## THE TASKS
(1) In the gyroid function docs, rewrite the part starting at "Creates a Schoen" and ending at "representing the Schoen function.", swapping "NumPy array" for "NumPy ndarray".
(2) In the gyroid function docs, what error is raised when the dimension of the periods is not 2 or 3?

Creates a Fischer-Koch-S gyroid implicit function object.

This function generates a Fischer-Koch-S gyroid implicit function based on the provided periods. The periods can be a list of floats or a NumPy array of float32 or float64 values. The dimension of the periods must be either 2 or 3.

Parameters:

periods (list[float | np.float32 | np.float64] | npt.NDArray[np.float32 | np.float64]) – The periods for the Fischer-Koch-S function. It can be a list of floats or a NumPy array.

Returns:

An implicit function object representing the Fischer-Koch-S function.

Return type:

ImplicitFunc

Raises:

AssertionError – If the dimension of the periods is not 2 or 3.

qugar.impl.create_Schoen(periods: list[float | float32 | float64] | ndarray[Any, dtype[float32 | float64]]) → ImplicitFunc

Creates a Schoen gyroid implicit function object.

This function generates a Schoen gyroid implicit function based on the provided periods. The periods can be a list of floats or a NumPy array of float32 or float64 values. The dimension of the periods must be either 2 or 3.

Parameters:

periods (list[float | np.float32 | np.float64] | npt.NDArray[np.float32 | np.float64]) – The periods for the Schoen function. It can be a list of floats or a NumPy array.

Returns:

An implicit function object representing the Schoen function.

Return type:

ImplicitFunc

Raises:

AssertionError – If the dimension of the periods is not 2 or 3.

## GIVEN INFORMATION
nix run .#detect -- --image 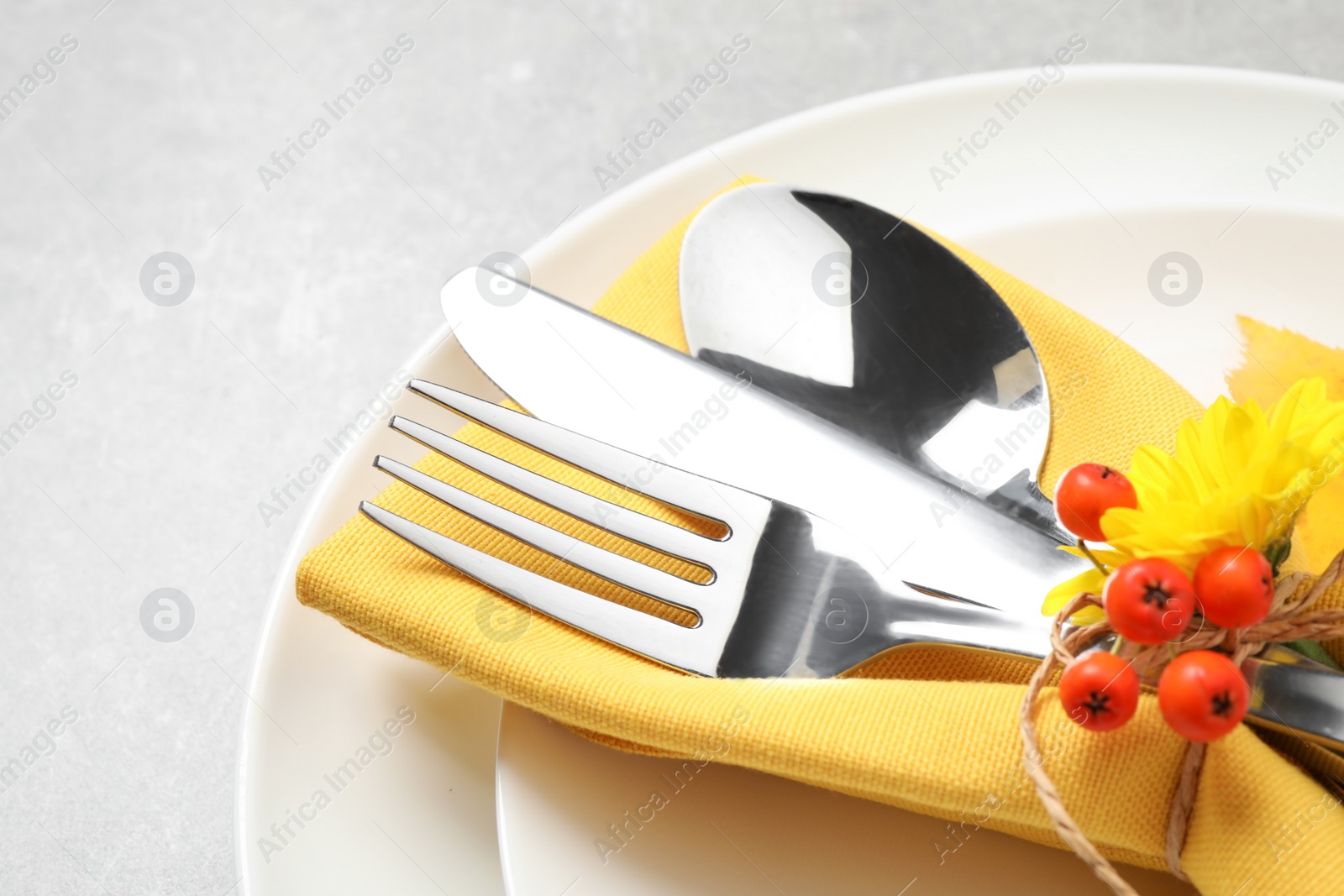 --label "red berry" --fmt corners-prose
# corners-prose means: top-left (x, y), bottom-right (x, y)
top-left (1059, 650), bottom-right (1138, 731)
top-left (1055, 464), bottom-right (1138, 542)
top-left (1158, 650), bottom-right (1252, 743)
top-left (1100, 558), bottom-right (1194, 643)
top-left (1194, 547), bottom-right (1274, 629)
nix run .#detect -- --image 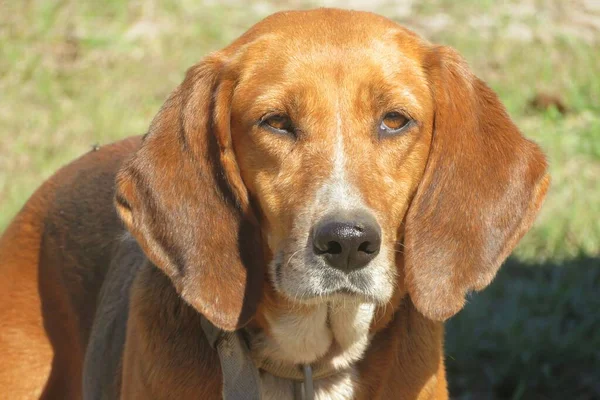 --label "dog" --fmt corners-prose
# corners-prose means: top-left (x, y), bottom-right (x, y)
top-left (0, 9), bottom-right (549, 399)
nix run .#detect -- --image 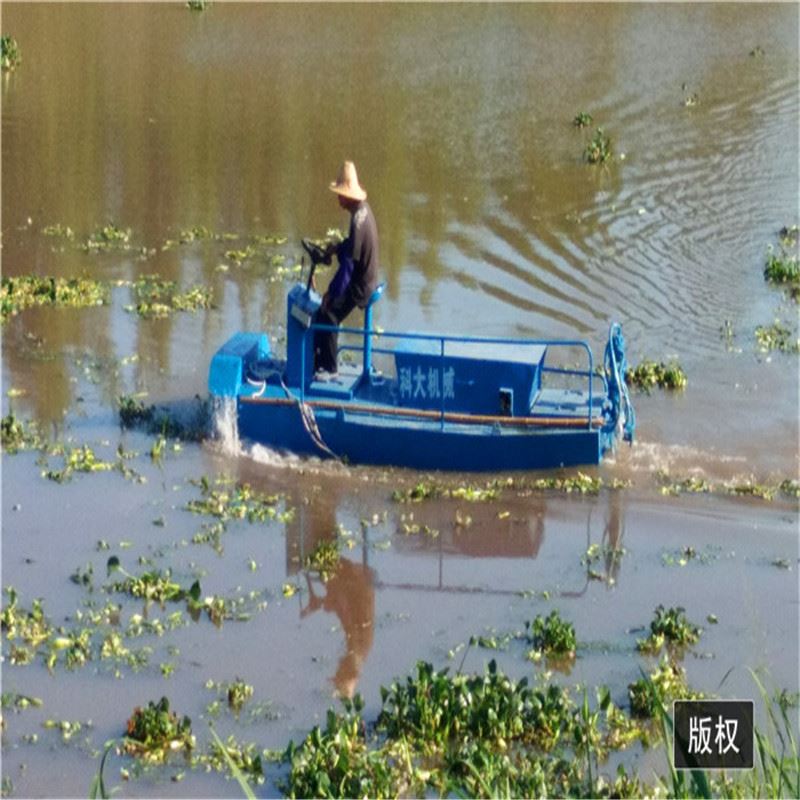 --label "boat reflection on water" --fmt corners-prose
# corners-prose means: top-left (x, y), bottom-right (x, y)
top-left (286, 482), bottom-right (625, 697)
top-left (286, 498), bottom-right (375, 697)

## EXERCISE SOLUTIONS
(1)
Creates a Schoen gyroid implicit function object.

This function generates a Schoen gyroid implicit function based on the provided periods. The periods can be a list of floats or a NumPy ndarray of float32 or float64 values. The dimension of the periods must be either 2 or 3.

Parameters:

periods (list[float | np.float32 | np.float64] | npt.NDArray[np.float32 | np.float64]) – The periods for the Schoen function. It can be a list of floats or a NumPy ndarray.

Returns:

An implicit function object representing the Schoen function.

(2) AssertionError